#### [PAGE TEXT]

## BEGIN

Executing Your Raise in Texas: 506(b) vs 506(c), Advertising Hygiene, Finders, Integration, and Real‑World Scenarios

Executing Your Raise in Texas: 506(b) vs 506(c), Advertising Hygiene, Finders, Integration, and Real‑World Scenarios

Choose your lane first: 506(b) or 506(c)

If you can keep outreach private → 506(b)

  • No general solicitation. Keep to known, substantive relationships and one‑to‑one outreach.
  • Practically, limit purchasers to accredited investors for startup rounds.
  • Provide a coherent disclosure set (deck, memo/PPM if warranted, financials, risk factors).
  • If a Texas resident buys, file the Texas notice via EFD.

If you need to market publicly → 506(c)

  • General solicitation allowed (web/social/PR/events).
  • You must take reasonable steps to verify accreditation (third‑party letters from broker‑dealer/RIA/CPA/attorney or document review). Self‑certification alone is insufficient.
  • Maintain consistent, accurate messaging across your site, data room, and press.
  • File Texas notice after the first Texas sale.
Five‑year reuse window (506(c)): If an investor was verified as accredited within the past 5 years in a 506(c) offering and certifies they remain accredited, you may rely on that prior verification—document it.

What is “general solicitation”?

## END

#### [TASKS FOR THIS EXERCISE]
1. Translate this sentence from the Texas fundraising guide into Spanish: "Self‑certification alone is insufficient."
2. Continue the Texas fundraising guide, picking up under its final heading, "What is “general solicitation”?"
The listing has a separate source, unrelated to the Texas fundraising guide.

#### [PROVIDED DATA]
## BEGIN

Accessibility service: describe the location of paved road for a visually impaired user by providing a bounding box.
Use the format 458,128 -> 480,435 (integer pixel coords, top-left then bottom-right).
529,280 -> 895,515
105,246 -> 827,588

## END

#### [TASK RESPONSES]
1. La autocertificación por sí sola es insuficiente.

2.
General solicitation includes:

  • Public posts (“We’re raising,” terms, target amounts), landing pages collecting interest, paid ads
  • Open demo days and conference pitches to the public
  • Mass emails to purchased lists

Rule 148 (demo days) may exclude some sponsor‑run events from being solicitation (e.g., universities, governments, nonprofits, angel groups, incubators/accelerators) if specific conditions are met. If you can’t clearly meet Rule 148, assume it’s general solicitation and operate under 506(c).


Website & social hygiene (practical rules)

Running 506(b):

  • Remove/avoid current offering terms and “we’re raising” language on public pages.
  • Gate investor materials (login‑only data room).
  • No lead‑gen ads to fill a private pipeline.
  • If you must present at broad events, avoid discussing a current raise.

Running 506(c):

  • It’s fine to be public, but anti‑fraud still applies—keep all claims accurate and consistent with your disclosure set.
  • Archive verification proofs contemporaneously.

Finders & broker‑dealer risk in Texas

High‑risk pattern: Paying transaction‑based compensation (percent of funds, success fees, per‑investor bounties) to unregistered people who introduce/solicit investors. Expect enforcement and rescission risk.

Issuer exemption (limits):

  • Your owners/officers/directors/employees are not dealers only if all are true:
    1. not hired to sell securities,
    2. selling activities are incidental to bona fide non‑securities duties, and
    3. compensation is based entirely on those non‑securities duties (no commissions/bonuses keyed to capital raised).

Safer paths:

  • Use a licensed broker‑dealer (with agents licensed in Texas).
  • For unlicensed advisors, limit to non‑solicitation services; pay hourly/flat fees not contingent on funds raised.
  • Equity for services: use time‑based vesting for bona fide services; avoid vesting triggers tied to introductions/dollars raised.

Intrastate & Reg CF (brief guides)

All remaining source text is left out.